**Given request**
Copy out each of the following lines word for word, leaving out the pictures.

**Supplied data**
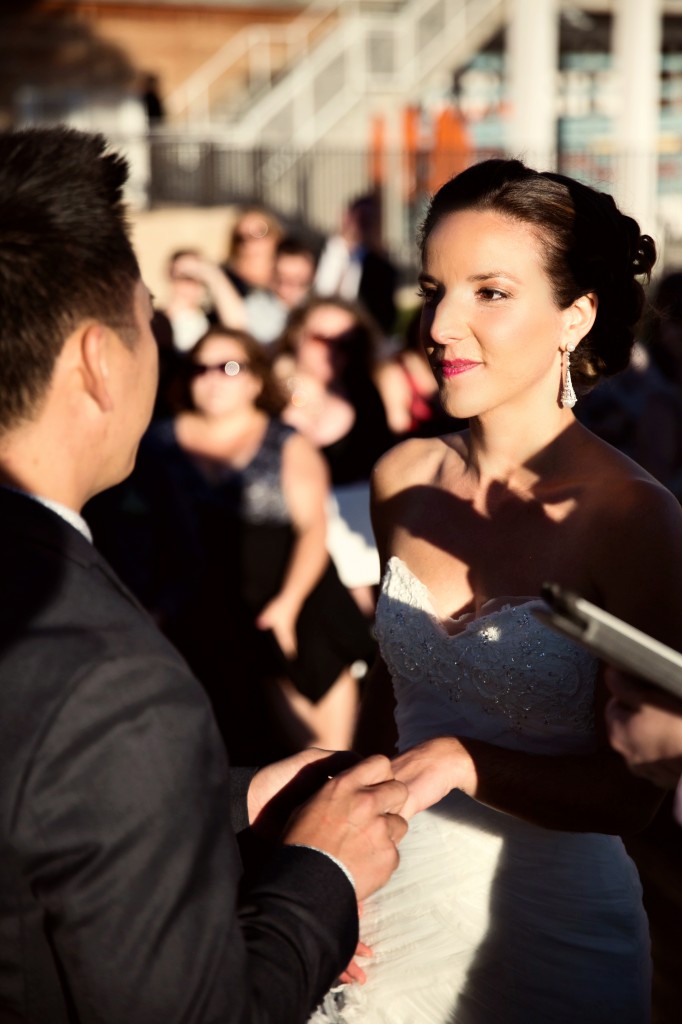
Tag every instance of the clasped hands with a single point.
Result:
(360, 814)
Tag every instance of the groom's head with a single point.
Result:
(75, 327)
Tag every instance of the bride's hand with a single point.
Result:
(431, 770)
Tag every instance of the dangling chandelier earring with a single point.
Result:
(568, 398)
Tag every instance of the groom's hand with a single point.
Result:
(431, 770)
(355, 818)
(279, 788)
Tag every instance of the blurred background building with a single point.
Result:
(303, 105)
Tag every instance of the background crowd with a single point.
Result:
(286, 372)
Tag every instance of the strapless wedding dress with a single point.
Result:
(489, 920)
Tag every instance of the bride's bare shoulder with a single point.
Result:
(417, 461)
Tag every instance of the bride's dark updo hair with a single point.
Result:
(586, 243)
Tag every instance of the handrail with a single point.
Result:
(415, 58)
(295, 36)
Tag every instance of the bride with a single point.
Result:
(515, 901)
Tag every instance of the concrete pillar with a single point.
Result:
(533, 59)
(637, 32)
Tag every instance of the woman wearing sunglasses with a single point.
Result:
(242, 582)
(327, 361)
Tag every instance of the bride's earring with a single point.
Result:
(568, 397)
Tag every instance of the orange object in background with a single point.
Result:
(378, 151)
(452, 148)
(412, 137)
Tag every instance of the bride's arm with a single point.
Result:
(594, 793)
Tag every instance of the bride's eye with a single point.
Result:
(492, 294)
(427, 295)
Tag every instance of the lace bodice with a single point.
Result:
(502, 676)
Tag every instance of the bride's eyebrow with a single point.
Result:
(494, 274)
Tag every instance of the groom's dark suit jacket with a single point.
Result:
(119, 865)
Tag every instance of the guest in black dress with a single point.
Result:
(230, 557)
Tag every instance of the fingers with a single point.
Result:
(396, 826)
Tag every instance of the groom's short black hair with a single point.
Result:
(66, 255)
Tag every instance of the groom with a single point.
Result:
(119, 865)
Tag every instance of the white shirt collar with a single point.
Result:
(69, 515)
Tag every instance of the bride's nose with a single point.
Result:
(449, 323)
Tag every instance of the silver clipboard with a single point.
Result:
(611, 639)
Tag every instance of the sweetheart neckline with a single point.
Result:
(466, 619)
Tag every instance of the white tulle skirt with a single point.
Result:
(492, 921)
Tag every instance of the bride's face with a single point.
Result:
(489, 325)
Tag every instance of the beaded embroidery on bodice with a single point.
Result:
(502, 676)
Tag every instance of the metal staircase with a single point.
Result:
(324, 75)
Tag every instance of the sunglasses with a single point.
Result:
(230, 369)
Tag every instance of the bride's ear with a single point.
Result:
(580, 317)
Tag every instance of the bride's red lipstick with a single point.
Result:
(453, 368)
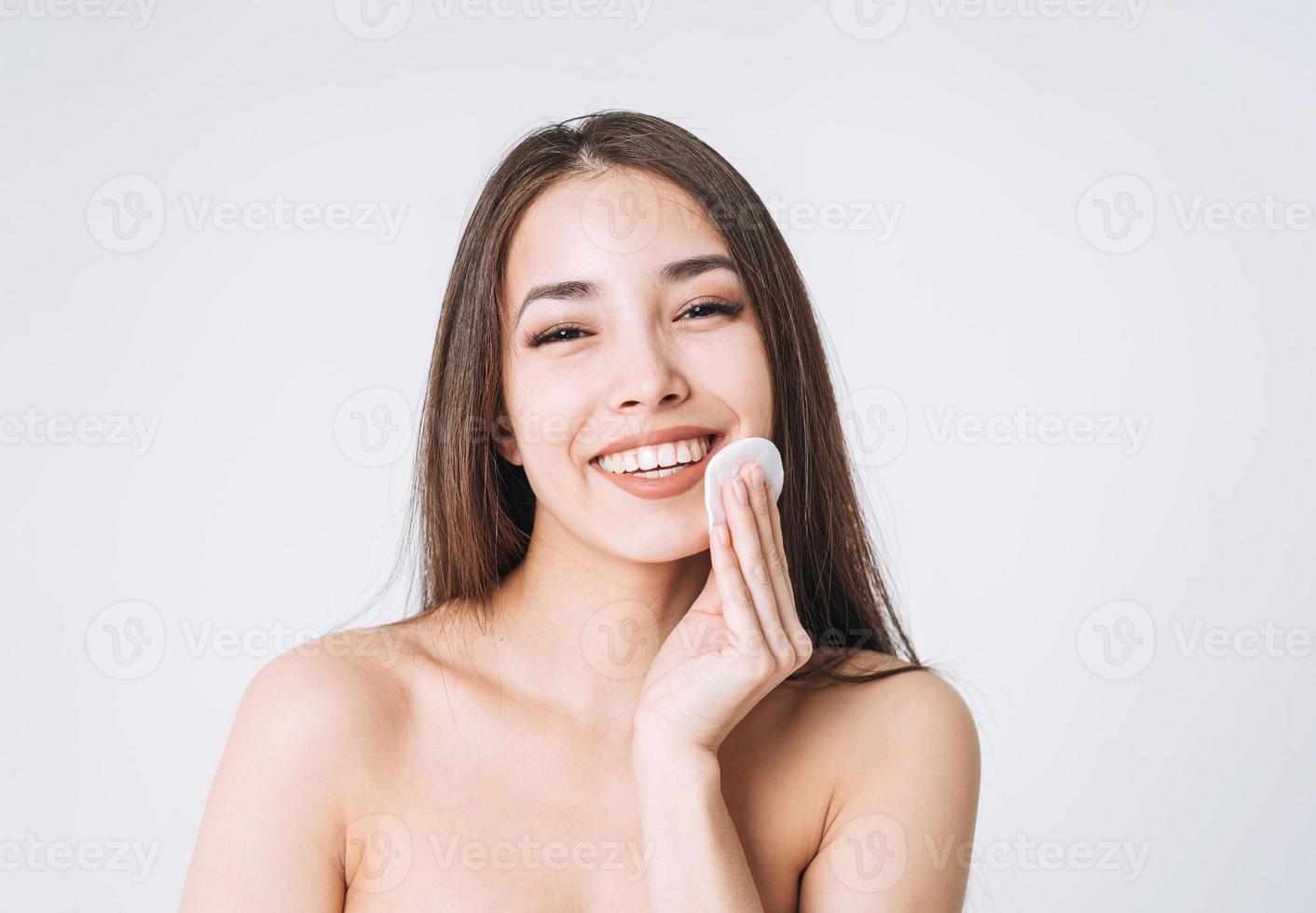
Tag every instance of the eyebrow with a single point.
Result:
(574, 290)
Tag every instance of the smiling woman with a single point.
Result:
(593, 666)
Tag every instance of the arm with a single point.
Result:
(899, 836)
(740, 639)
(270, 836)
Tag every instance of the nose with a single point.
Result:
(648, 375)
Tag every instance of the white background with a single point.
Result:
(1161, 746)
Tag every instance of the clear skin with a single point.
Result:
(677, 774)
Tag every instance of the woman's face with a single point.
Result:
(625, 324)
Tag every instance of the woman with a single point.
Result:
(603, 705)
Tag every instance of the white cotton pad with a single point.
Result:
(728, 460)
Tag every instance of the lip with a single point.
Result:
(655, 437)
(667, 485)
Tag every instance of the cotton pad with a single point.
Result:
(728, 460)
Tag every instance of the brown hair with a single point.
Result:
(475, 510)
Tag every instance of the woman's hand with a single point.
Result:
(738, 639)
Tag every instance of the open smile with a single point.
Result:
(660, 470)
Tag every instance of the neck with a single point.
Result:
(574, 628)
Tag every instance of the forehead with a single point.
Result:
(619, 225)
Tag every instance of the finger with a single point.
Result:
(749, 552)
(774, 557)
(791, 615)
(737, 606)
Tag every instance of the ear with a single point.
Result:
(505, 441)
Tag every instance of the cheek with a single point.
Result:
(737, 374)
(546, 408)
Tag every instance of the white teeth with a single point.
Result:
(660, 474)
(654, 462)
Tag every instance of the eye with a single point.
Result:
(703, 309)
(559, 333)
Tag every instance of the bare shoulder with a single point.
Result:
(309, 724)
(903, 767)
(911, 717)
(324, 707)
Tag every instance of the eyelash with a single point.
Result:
(534, 341)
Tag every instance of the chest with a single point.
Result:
(514, 816)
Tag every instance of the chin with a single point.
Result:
(662, 543)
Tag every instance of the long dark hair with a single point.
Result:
(474, 511)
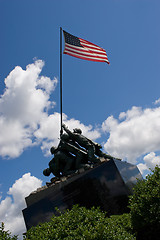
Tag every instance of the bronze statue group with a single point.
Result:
(74, 151)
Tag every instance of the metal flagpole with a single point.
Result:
(61, 131)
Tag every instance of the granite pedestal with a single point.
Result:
(106, 185)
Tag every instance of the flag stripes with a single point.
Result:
(80, 48)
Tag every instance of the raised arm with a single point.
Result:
(67, 131)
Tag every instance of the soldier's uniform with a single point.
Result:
(83, 142)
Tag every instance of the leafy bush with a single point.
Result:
(145, 206)
(81, 223)
(6, 235)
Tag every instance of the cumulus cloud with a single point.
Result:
(150, 161)
(25, 101)
(11, 207)
(24, 117)
(135, 133)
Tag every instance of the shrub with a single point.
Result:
(145, 206)
(82, 223)
(6, 235)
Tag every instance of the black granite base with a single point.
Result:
(107, 186)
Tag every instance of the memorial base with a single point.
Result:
(106, 186)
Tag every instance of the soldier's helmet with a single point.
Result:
(52, 150)
(64, 137)
(77, 130)
(46, 172)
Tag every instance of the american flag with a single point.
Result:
(80, 48)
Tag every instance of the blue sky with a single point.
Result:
(117, 105)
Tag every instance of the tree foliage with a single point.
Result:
(145, 206)
(6, 235)
(82, 223)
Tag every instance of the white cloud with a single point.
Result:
(11, 210)
(157, 101)
(134, 134)
(24, 118)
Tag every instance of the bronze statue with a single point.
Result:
(74, 151)
(61, 164)
(84, 142)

**Final answer**
Tag every instance of the clasped hands with a single point.
Result:
(360, 814)
Tag every instance of the groom's head with a single point.
Result:
(75, 327)
Tag every instance of the bride's hand with a single point.
Result:
(431, 770)
Tag every instance of the dangling chandelier earring with a single point.
Result:
(568, 398)
Tag every instance of the groom's hand with a single point.
Result:
(431, 770)
(355, 818)
(279, 788)
Tag every instance of the blurred background building with a single point.
Result:
(303, 105)
Tag every instance of the background crowd with a single point.
Result:
(286, 372)
Tag every instance of the strapless wedding dress with a single point.
Result:
(489, 920)
Tag every instance of the bride's bare shoulder with a single point.
Result:
(417, 461)
Tag every instance of the bride's dark updo hair with a single point.
Result:
(586, 243)
Tag every instance of the handrail with a single point.
Result:
(415, 58)
(295, 36)
Tag every instance of the bride with a single point.
Result:
(515, 901)
Tag every instance of the concrete pillar with a single point.
Result:
(533, 59)
(637, 32)
Tag every instance of the woman wearing sunglasses with a single point.
Result:
(242, 582)
(327, 361)
Tag every instance of the bride's earring with a single point.
Result:
(568, 397)
Tag every instance of the orange object in background with a single point.
Result:
(378, 151)
(452, 148)
(412, 137)
Tag every instance of the bride's arm with a single point.
Result:
(594, 793)
Tag every instance of the bride's eye with a single point.
Result:
(492, 294)
(427, 295)
Tag every instance of the lace bodice with a single point.
Result:
(502, 676)
Tag every instance of the bride's eyebrow with a single point.
Result:
(494, 274)
Tag every instance of the groom's dark suit jacket with a single point.
Result:
(119, 865)
Tag every instance of the guest in black dress with a single point.
Result:
(230, 557)
Tag every instance of the fingers with a single point.
Result:
(396, 826)
Tag every instance of the groom's short black hair with a single point.
Result:
(66, 255)
Tag every instance of the groom with a single point.
Result:
(119, 865)
Tag every instance of the white shirt collar with a single point.
Result:
(69, 515)
Tag every instance of the bride's nose with a single point.
Result:
(449, 323)
Tag every instance of the silver clipboard with a single point.
Result:
(611, 639)
Tag every instance of the sweetheart neckline with a single point.
Result:
(466, 619)
Tag every instance of the white tulle skirt with a single point.
Result:
(492, 921)
Tag every instance of the bride's face with a single point.
Result:
(489, 325)
Tag every instance of the beaded embroidery on bodice with a single point.
Result:
(502, 676)
Tag every instance of the metal staircase with a single point.
Result:
(324, 75)
Tag every instance of the sunglasses with a single point.
Result:
(230, 369)
Tag every instance of the bride's ear with a single point.
Result:
(580, 317)
Tag every instance of the bride's red lipstick with a single point.
Result:
(453, 368)
Tag every instance of the eyebrow with a single point.
Result:
(574, 290)
Tag every instance of the smiling woman with a single point.
Result:
(593, 666)
Tag every instance of the arm with a single point.
Result:
(899, 836)
(740, 639)
(270, 836)
Tag every instance of the nose with a single point.
Result:
(648, 375)
Tag every instance of the white background with a single point.
Result:
(1161, 746)
Tag every instance of the clear skin with a single point.
Result:
(677, 774)
Tag every instance of the woman's face with a single point.
Result:
(625, 324)
Tag every instance of the woman with a single point.
Result:
(603, 705)
Tag every instance of the white cotton pad with a single point.
Result:
(728, 460)
Tag every instance of the lip with a single point.
Result:
(655, 437)
(667, 485)
Tag every instance of the cotton pad with a single point.
Result:
(728, 460)
Tag every instance of the brown hair with a single point.
Result:
(475, 510)
Tag every instance of the woman's hand with a single point.
Result:
(738, 639)
Tag every instance of the open smile with a single point.
Result:
(660, 470)
Tag every instance of the neck with a single point.
Result:
(574, 628)
Tag every instance of the forehead with a single point.
Result:
(619, 225)
Tag every instance of the finger with a single point.
Result:
(749, 552)
(774, 557)
(791, 615)
(737, 606)
Tag every instance of the ear with a single point.
Result:
(505, 441)
Tag every instance of the cheek with a single point.
Result:
(737, 374)
(546, 408)
Tag every instance of the white teeth with a single point.
Result:
(660, 474)
(654, 462)
Tag every instance of the eye with a single point.
Result:
(703, 309)
(559, 333)
Tag every instance of the bare shoulder with a single point.
Result:
(309, 724)
(903, 767)
(911, 717)
(324, 707)
Tag every instance of the eyelash with a single point.
Result:
(534, 341)
Tag every instance of the chest with a single point.
Result:
(514, 816)
Tag every instance of the chin with a single point.
Result:
(662, 543)
Tag every instance of the long dark hair with a single point.
Result:
(474, 511)
Tag every instance of the bronze statue group with a single point.
Result:
(74, 151)
Tag every instance of the metal flagpole with a single point.
Result:
(61, 131)
Tag every instance of the granite pedestal with a single point.
Result:
(106, 185)
Tag every instance of the flag stripes with a single point.
Result:
(80, 48)
Tag every instance of the raised arm with a single point.
Result:
(67, 131)
Tag every instance of the soldier's uniform with a single point.
Result:
(83, 142)
Tag every instance of the leafy bush with a single point.
Result:
(145, 206)
(81, 223)
(6, 235)
Tag every instance of the cumulus cloud with a single point.
Result:
(150, 161)
(25, 101)
(11, 207)
(24, 117)
(135, 133)
Tag every instance of the shrub with a single point.
Result:
(145, 206)
(82, 223)
(6, 235)
Tag every instance of the black granite base with a single point.
Result:
(107, 186)
Tag every instance of the memorial base with a single point.
Result:
(106, 186)
Tag every instance of the soldier's helmet with a single point.
Result:
(52, 150)
(64, 137)
(77, 130)
(46, 172)
Tag every instance of the american flag with a single point.
Result:
(80, 48)
Tag every instance of the blue sky with a single point.
Result:
(117, 105)
Tag every instance of the tree foliage with a single point.
Result:
(145, 206)
(6, 235)
(82, 223)
Tag every instance of the white cloud with a single point.
Result:
(11, 210)
(157, 101)
(134, 134)
(24, 118)
Tag every instance of the bronze statue with a single point.
Result:
(74, 151)
(61, 164)
(84, 142)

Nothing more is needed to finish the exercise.